Set exercise — Identify every line of the records that contains the string "acacia", and copy each such line in full.

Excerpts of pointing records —
— begin —

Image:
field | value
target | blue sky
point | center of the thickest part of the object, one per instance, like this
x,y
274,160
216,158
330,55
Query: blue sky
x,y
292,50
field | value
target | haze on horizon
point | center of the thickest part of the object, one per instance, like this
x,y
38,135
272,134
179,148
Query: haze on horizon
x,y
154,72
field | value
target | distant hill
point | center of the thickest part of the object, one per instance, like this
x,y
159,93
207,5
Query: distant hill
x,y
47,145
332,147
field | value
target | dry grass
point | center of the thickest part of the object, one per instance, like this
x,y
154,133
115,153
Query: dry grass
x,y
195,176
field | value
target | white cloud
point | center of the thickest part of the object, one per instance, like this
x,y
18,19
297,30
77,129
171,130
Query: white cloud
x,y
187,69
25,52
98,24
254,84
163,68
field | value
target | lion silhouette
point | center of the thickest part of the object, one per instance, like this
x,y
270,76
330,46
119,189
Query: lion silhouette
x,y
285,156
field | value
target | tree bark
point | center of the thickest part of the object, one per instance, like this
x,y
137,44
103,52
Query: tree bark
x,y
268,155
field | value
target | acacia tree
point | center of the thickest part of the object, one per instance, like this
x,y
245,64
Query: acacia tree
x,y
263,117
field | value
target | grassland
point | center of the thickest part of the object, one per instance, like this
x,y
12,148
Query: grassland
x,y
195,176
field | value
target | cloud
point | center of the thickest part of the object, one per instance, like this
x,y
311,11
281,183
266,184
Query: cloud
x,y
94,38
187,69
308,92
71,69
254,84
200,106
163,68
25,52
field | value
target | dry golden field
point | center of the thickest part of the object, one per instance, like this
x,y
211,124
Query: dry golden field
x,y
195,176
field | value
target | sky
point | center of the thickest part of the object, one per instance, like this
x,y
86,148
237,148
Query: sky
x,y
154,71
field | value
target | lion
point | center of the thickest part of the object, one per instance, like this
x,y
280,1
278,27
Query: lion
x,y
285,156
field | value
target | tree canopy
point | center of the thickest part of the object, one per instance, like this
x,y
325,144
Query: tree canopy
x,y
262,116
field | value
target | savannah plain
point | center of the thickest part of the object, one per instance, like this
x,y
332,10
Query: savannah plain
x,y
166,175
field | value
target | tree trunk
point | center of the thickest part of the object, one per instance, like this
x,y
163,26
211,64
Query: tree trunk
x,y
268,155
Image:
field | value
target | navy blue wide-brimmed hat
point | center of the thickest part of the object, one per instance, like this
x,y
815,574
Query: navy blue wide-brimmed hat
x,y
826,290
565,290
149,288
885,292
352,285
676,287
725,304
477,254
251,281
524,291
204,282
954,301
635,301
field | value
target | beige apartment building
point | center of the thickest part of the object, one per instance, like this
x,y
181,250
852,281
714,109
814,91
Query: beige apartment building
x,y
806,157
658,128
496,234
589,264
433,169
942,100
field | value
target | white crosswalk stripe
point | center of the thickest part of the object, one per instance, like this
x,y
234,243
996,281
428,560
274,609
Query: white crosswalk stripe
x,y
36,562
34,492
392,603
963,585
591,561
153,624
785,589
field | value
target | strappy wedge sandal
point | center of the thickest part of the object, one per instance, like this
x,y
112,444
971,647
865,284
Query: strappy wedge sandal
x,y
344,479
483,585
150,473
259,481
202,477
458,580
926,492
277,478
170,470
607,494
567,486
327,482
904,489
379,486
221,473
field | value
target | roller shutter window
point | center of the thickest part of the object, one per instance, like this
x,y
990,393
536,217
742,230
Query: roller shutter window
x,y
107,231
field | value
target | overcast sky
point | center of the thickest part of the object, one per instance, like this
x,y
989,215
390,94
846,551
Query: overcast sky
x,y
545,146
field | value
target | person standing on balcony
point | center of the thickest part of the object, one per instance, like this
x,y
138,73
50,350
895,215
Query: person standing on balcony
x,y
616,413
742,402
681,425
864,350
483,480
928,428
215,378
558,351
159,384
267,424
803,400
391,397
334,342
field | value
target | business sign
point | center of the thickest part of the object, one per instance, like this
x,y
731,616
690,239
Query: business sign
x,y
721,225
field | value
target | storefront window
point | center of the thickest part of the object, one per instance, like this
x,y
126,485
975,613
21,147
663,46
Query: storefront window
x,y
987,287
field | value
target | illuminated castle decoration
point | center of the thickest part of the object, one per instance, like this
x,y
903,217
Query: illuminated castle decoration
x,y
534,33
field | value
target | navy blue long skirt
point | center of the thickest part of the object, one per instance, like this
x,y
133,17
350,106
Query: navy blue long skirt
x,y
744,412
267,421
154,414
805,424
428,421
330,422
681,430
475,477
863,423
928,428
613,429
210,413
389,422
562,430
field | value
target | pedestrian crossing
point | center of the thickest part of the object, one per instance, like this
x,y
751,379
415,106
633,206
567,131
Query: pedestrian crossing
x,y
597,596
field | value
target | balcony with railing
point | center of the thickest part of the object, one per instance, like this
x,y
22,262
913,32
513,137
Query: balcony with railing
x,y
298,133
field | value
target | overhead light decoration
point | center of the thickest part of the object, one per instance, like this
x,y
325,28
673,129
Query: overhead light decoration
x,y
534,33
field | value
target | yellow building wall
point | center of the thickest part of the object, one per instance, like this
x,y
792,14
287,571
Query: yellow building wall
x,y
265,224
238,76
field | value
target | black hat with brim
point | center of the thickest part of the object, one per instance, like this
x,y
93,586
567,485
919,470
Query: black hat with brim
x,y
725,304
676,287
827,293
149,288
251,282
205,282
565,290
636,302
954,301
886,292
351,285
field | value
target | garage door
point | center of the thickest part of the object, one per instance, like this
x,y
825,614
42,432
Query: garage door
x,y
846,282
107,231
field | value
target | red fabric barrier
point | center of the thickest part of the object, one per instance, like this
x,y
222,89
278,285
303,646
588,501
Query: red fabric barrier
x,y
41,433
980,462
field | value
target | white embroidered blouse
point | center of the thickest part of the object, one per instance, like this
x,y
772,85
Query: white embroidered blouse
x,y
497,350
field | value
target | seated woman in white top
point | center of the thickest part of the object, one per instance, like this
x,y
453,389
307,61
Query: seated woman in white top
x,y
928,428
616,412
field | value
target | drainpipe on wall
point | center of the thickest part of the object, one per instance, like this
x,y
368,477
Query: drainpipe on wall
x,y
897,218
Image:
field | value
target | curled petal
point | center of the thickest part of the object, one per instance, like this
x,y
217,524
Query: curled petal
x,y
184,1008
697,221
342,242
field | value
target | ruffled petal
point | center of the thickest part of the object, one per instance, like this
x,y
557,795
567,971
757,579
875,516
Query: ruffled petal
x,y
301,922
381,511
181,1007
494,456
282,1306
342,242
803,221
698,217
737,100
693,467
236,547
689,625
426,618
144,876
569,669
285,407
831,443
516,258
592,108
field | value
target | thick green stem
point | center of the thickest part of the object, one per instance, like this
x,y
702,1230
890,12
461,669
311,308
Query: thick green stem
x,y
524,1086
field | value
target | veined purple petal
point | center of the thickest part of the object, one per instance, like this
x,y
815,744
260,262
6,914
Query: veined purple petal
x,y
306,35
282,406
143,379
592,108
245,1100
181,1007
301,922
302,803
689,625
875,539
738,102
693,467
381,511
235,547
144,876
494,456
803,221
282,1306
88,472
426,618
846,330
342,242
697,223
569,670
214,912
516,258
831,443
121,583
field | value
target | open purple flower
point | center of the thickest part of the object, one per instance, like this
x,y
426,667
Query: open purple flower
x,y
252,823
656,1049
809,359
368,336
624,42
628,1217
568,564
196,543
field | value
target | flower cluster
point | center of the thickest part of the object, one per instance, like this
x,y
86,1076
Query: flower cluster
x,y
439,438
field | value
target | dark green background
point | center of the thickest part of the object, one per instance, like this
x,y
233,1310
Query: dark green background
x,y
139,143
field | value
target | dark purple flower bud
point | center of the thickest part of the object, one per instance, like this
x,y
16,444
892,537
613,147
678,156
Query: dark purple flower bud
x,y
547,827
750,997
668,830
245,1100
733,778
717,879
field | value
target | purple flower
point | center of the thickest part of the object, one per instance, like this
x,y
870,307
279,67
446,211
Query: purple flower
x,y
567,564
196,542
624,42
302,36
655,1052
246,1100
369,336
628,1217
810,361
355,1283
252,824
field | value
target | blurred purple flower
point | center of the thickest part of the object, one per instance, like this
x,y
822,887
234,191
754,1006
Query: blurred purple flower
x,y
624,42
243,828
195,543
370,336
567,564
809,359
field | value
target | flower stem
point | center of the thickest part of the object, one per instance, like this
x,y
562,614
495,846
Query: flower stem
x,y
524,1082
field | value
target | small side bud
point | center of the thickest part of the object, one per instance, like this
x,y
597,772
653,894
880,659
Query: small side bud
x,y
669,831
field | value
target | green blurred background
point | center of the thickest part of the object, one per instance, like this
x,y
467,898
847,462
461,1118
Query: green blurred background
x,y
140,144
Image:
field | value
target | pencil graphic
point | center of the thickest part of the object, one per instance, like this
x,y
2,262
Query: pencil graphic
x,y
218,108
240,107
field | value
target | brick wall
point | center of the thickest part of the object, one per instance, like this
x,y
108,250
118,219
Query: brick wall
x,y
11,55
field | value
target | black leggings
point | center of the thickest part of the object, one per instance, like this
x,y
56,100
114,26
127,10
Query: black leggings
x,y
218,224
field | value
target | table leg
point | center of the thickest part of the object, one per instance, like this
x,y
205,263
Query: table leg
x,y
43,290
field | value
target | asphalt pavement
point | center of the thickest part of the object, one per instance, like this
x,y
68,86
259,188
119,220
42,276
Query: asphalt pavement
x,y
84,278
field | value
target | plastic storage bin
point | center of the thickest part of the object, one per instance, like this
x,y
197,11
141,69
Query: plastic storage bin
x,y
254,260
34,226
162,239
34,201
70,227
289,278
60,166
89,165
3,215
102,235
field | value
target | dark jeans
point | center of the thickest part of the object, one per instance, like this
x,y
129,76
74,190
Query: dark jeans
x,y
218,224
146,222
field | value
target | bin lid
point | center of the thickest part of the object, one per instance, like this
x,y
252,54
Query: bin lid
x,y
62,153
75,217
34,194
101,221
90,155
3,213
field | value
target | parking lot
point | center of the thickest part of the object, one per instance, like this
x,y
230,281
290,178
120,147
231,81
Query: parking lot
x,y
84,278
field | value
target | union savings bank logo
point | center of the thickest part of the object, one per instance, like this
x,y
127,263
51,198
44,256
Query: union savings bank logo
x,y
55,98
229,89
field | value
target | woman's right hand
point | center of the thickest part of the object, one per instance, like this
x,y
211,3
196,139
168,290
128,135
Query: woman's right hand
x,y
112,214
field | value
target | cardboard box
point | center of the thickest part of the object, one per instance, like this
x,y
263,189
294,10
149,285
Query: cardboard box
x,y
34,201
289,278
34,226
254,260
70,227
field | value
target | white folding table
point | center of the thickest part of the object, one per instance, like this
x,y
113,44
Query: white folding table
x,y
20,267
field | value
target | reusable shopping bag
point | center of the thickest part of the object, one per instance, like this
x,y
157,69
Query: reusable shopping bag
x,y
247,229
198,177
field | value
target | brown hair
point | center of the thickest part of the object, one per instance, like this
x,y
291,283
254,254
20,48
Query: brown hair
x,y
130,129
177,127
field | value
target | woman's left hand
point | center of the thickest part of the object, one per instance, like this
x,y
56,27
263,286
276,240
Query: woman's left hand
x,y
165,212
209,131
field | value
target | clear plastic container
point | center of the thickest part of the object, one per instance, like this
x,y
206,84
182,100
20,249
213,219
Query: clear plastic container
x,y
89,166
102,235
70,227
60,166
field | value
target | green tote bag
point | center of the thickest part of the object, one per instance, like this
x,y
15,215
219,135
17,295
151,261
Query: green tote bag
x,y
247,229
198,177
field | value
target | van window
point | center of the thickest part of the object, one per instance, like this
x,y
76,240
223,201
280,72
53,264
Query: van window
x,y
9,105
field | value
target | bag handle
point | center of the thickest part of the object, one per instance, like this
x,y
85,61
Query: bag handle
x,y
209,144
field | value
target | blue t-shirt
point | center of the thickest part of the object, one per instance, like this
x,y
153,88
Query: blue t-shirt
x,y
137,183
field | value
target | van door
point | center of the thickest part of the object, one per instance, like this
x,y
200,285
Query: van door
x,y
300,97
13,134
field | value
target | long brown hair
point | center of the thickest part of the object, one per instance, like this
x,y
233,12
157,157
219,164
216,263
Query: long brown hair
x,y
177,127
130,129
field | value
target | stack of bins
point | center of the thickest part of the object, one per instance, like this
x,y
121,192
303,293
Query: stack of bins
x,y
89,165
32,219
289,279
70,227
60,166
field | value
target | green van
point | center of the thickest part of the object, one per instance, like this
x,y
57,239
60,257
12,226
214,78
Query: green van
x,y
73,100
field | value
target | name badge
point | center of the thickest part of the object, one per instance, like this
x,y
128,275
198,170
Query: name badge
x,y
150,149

— end —

Answer below —
target | acacia tree
Query: acacia tree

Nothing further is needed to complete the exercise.